§ **EXTRAIT FOURNI**

╔══

Demain dimanche 09 octobre 2011, les camerounais vont élire leur nouveau président de la République. Du moins, ceux qui voudront et/ou pourront le faire, car jusqu’à cette veille de jour-J, de nombreux électeurs n’ont toujours pas eu en mains le précieux sésame qui leur permettra d’aller dans les centres de vote accomplir leur droit de citoyen qui est celui de choisir à qui offrir les rênes de la destinée de notre pays. Entre peur dans le ventre, compétition courue d’avance et incertitudes, voici en quelques termes un concentré des évènements saillants de cet épisode de campagne électorale souvent commun à bien de pays,  avec malgré tout des particularismes bien camerounais.

╚══

§ **DONNÉES FOURNIES**
╔══

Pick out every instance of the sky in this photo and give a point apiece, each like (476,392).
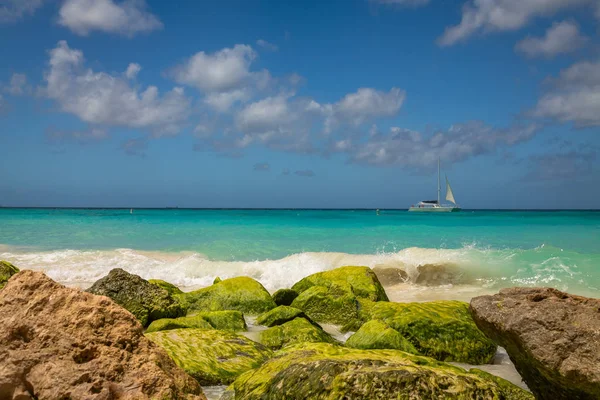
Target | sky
(300,103)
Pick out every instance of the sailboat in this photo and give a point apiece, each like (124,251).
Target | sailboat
(436,205)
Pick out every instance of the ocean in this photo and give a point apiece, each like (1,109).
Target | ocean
(468,253)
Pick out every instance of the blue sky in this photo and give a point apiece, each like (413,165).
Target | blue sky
(338,103)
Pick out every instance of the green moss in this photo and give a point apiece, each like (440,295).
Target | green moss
(284,297)
(329,305)
(509,391)
(377,335)
(279,315)
(362,281)
(319,371)
(298,330)
(242,293)
(212,357)
(443,330)
(6,271)
(178,323)
(148,302)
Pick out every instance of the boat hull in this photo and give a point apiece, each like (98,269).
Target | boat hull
(434,209)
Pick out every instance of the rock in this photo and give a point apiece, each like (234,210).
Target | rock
(377,335)
(284,297)
(212,357)
(319,371)
(222,320)
(62,343)
(362,281)
(443,330)
(6,271)
(242,293)
(169,287)
(390,276)
(146,301)
(298,330)
(552,337)
(279,315)
(333,305)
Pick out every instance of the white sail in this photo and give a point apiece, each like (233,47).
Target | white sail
(449,194)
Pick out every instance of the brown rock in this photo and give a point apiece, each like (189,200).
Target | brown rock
(61,343)
(552,337)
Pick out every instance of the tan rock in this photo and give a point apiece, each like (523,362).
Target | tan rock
(59,343)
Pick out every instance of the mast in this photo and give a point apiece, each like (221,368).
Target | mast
(438,180)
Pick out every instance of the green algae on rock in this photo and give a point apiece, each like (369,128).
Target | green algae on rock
(362,281)
(146,301)
(212,357)
(222,320)
(279,315)
(322,371)
(6,271)
(298,330)
(443,330)
(242,293)
(169,287)
(284,297)
(376,334)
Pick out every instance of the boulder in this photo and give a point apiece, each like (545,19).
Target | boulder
(284,297)
(376,334)
(552,337)
(319,371)
(169,287)
(212,357)
(6,271)
(443,330)
(146,301)
(279,315)
(62,343)
(242,293)
(362,282)
(298,330)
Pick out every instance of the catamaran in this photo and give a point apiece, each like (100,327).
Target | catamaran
(436,205)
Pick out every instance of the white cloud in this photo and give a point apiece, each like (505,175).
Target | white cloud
(561,38)
(574,96)
(126,18)
(13,10)
(103,99)
(132,70)
(267,45)
(413,149)
(482,16)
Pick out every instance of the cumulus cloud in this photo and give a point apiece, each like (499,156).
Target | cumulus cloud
(561,38)
(14,10)
(483,16)
(573,97)
(102,99)
(413,149)
(126,18)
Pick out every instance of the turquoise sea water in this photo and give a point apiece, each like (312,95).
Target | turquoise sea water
(482,250)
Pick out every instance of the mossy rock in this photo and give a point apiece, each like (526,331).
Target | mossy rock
(147,302)
(362,282)
(242,294)
(328,305)
(284,297)
(6,271)
(376,334)
(210,356)
(320,371)
(279,315)
(166,324)
(169,287)
(299,330)
(443,330)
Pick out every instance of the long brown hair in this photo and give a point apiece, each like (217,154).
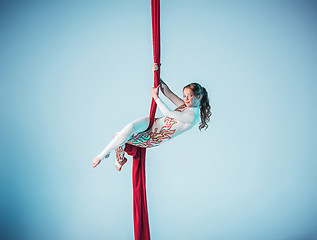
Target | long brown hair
(205,111)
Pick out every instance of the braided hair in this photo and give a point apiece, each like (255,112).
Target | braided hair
(205,107)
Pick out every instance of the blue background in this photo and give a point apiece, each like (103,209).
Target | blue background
(73,73)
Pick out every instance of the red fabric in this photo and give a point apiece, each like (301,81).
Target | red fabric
(140,214)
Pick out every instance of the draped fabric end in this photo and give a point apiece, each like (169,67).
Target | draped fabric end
(140,213)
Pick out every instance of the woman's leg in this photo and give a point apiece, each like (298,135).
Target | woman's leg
(138,125)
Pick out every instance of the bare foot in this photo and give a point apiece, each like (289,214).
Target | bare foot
(119,164)
(95,162)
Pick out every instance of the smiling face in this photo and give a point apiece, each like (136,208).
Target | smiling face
(190,99)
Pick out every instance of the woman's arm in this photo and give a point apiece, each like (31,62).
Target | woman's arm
(166,90)
(181,116)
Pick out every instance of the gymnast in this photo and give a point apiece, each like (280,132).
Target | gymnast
(195,104)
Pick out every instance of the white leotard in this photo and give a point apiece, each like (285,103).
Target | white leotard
(163,129)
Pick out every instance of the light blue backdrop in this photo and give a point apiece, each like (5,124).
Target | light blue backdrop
(74,72)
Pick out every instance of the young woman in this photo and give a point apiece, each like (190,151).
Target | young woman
(194,105)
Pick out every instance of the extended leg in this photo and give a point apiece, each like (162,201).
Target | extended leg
(121,137)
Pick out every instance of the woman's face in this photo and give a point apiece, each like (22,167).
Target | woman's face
(190,99)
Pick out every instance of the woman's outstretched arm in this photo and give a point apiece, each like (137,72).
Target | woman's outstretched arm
(167,91)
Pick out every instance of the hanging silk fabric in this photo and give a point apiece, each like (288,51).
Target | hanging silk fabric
(140,213)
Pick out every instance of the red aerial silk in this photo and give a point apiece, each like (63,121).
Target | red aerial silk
(140,214)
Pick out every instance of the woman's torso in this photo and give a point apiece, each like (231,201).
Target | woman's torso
(165,128)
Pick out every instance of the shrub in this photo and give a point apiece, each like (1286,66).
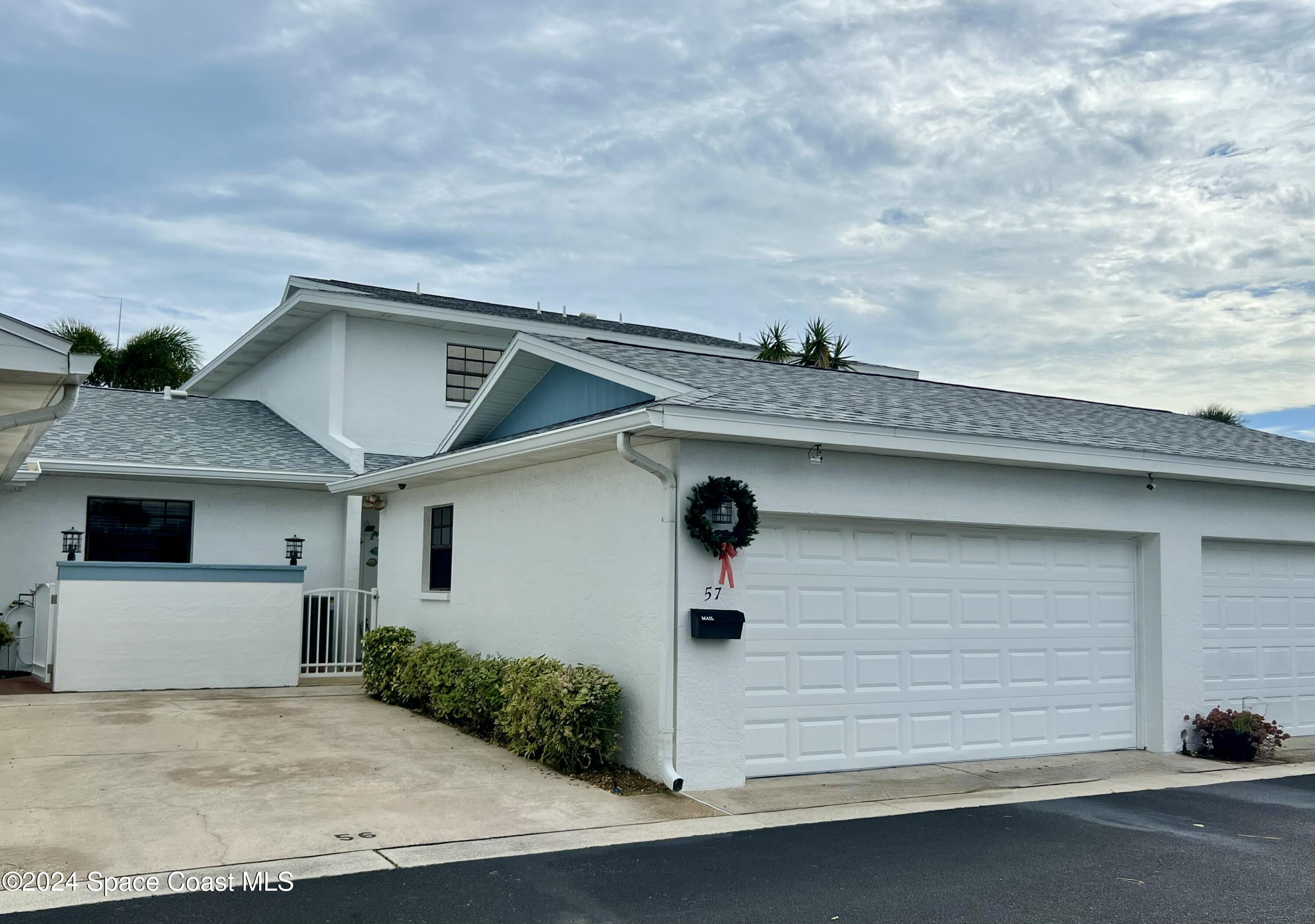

╚══

§ **CONSIGNE**
Reproduisez à l'identique, s'il vous plaît, le passage de l'extrait fourni qui commence par « Demain dimanche 09 » et se poursuit jusqu'à « particularismes bien camerounais. ». Seul l'extrait fourni sert de référence, pas la liste.

§ **BONNE RÉPONSE**
Demain dimanche 09 octobre 2011, les camerounais vont élire leur nouveau président de la République. Du moins, ceux qui voudront et/ou pourront le faire, car jusqu’à cette veille de jour-J, de nombreux électeurs n’ont toujours pas eu en mains le précieux sésame qui leur permettra d’aller dans les centres de vote accomplir leur droit de citoyen qui est celui de choisir à qui offrir les rênes de la destinée de notre pays. Entre peur dans le ventre, compétition courue d’avance et incertitudes, voici en quelques termes un concentré des évènements saillants de cet épisode de campagne électorale souvent commun à bien de pays,  avec malgré tout des particularismes bien camerounais.